EXCERPT =>
◆ ◆ ◆ ◆ ◆
At least there is no established pattern to use other values instead of NULL.

Reference Non-grouped Columns

Since I’m dealing with Postgres, I understand this one is not much of an issue. Your query will fail if you build it wrong. Which should be the way databases work.

Sort Data Randomly

Read this chapter online.

The problem of how to fetch a single random instance from a Model comes up every now and then on IRC, indeed, it did again last weekend. Unsurprisingly, I provided a link to this chapter.

One solution that is presented in the book is to select a single row, using a random offset:

import random
# Note: the initial version of this would fail since queryset.count()
# is the number of elements, randint(a, b) includes the value 'b',
# and queryset[b] would be out of range.
index = random.randint(0, queryset.count() - 1)
instance = queryset.all()[index]

This, converts to the query:

SELECT * FROM "table" LIMIT 1 OFFSET %s;

However, without an ordering, I believe this will still do a complete table seek. Instead, you want to order on a column with an index. Like the primary key:

instance = queryset.order_by('pk')[index]

It does take two queries, but sometimes two queries is better than one. Obviously, if your table was always going to be small, it may be better to do the random ordering:

instance = queryset.order_by('?')[0]

Pattern Matching Predicates

I’m sorry to say Django makes it far too easy to do this:

queryset.filter(foo__contains='bar')

Becomes something like:

SELECT * FROM "table" WHERE "table"."foo" LIKE '%bar%';

In many cases, this will be fine, but as you can imagine, you may get surprising matches, or performance may really suck.

Using Postgres’s full-text search is relatively simple: you can quite easily make a custom field that handles this, and with Django 1.7 or later, you can even create your own lookups:

from django.db import models


class TSVectorField(models.Field):
    def db_type(self, connection):
        return 'tsvector'


class TSVectorMatches(models.lookups.BuiltinLookup):
    lookup_name = 'matches'
    def process_lhs(self, qn, connection, lhs=None):
        lhs = lhs or self.lhs
        return qn.compile(lhs)

    def get_rgs_op(self, connection, rhs):
        return '@@ to_tsquery(%s)' % rhs

TSVectorField.register_lookup(TSVectorMatches)

Then, you are able, on a correctly defined field, able to do:

queryset.filter(foo__matches='bar')

Which roughly translates to:

SELECT * FROM "table" WHERE (foo @@ to_tsquery('bar'));

It’s actually a little more complicated than that, but I have a working prototype at https://bitbucket.org/schinckel/django-postgres/. There is a field class, but also an example within the search sub-app.

Clearly, you’ll want to be creating the right indexes.

Solve a Complex Problem in One Step

By their very nature, ORMs tend to make this a little less easy to do. Because you don’t normally write custom code, this scenario is less common than you might see in a normal SQL access.

However, with Django, it is possible to write over-complicated queries, but also to use things like .raw(), and .extra() to write “Spaghetti Queries”.

However, it is worth noting that with judicious use of these features, you can indeed write queries that perform exceptionally well, indeed, far better than the ORM is able to generate for you. It’s also worth noting that you can write really, really bad queries that take a very long time, just using the ORM (without even doing things like N+1 queries for related objects).
◆ ◆ ◆ ◆ ◆
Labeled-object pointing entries
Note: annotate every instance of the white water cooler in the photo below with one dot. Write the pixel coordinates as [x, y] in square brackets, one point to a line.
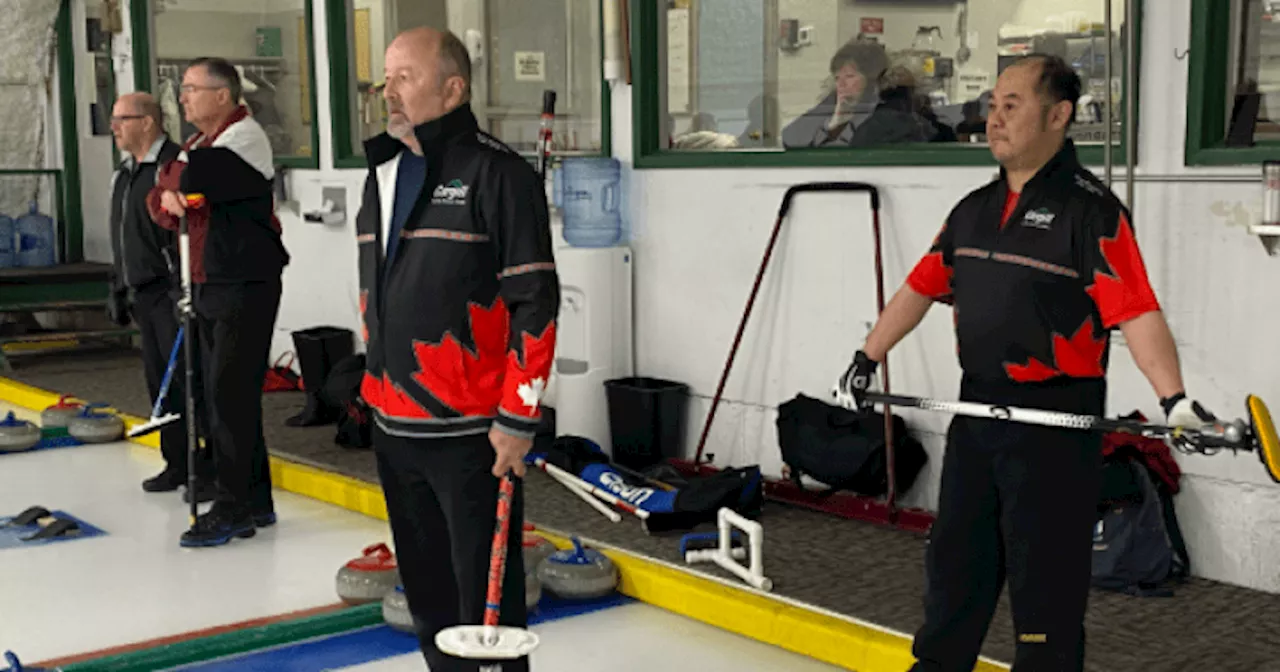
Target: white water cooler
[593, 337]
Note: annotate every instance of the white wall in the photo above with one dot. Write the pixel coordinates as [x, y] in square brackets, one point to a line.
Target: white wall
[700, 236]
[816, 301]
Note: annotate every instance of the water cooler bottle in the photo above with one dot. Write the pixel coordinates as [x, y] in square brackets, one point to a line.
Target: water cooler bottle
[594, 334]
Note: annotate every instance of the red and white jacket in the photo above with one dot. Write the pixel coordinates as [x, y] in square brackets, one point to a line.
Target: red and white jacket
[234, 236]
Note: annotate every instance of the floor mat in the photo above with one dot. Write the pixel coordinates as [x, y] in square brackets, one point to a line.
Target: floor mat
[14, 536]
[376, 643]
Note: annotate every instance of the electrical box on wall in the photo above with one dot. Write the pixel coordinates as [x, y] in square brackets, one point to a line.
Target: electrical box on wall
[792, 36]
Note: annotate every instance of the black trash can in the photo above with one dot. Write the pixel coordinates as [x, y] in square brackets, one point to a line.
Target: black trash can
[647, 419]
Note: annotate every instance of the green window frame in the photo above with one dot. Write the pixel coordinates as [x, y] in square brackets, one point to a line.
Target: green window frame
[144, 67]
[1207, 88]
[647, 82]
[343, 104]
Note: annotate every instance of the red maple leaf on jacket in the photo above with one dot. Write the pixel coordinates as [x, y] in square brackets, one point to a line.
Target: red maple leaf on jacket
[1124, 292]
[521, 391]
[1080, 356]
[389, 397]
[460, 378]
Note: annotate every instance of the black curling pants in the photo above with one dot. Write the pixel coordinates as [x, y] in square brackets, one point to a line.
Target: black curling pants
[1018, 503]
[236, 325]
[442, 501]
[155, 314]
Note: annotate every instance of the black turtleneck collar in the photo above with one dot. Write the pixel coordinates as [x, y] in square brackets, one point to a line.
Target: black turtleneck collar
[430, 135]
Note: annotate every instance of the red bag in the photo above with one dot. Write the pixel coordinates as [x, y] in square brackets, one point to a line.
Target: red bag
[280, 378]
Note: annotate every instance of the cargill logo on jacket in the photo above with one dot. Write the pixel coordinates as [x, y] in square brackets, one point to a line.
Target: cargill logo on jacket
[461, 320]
◆ ◆ ◆ ◆ ◆
Change "chapter" to "section" in the excerpt from "Since I’m dealing" to "fail since queryset.count()", and give that part back. Use only the excerpt, without outside sources.

EXERCISE OUTPUT =>
Since I’m dealing with Postgres, I understand this one is not much of an issue. Your query will fail if you build it wrong. Which should be the way databases work.

Sort Data Randomly

Read this section online.

The problem of how to fetch a single random instance from a Model comes up every now and then on IRC, indeed, it did again last weekend. Unsurprisingly, I provided a link to this section.

One solution that is presented in the book is to select a single row, using a random offset:

import random
# Note: the initial version of this would fail since queryset.count()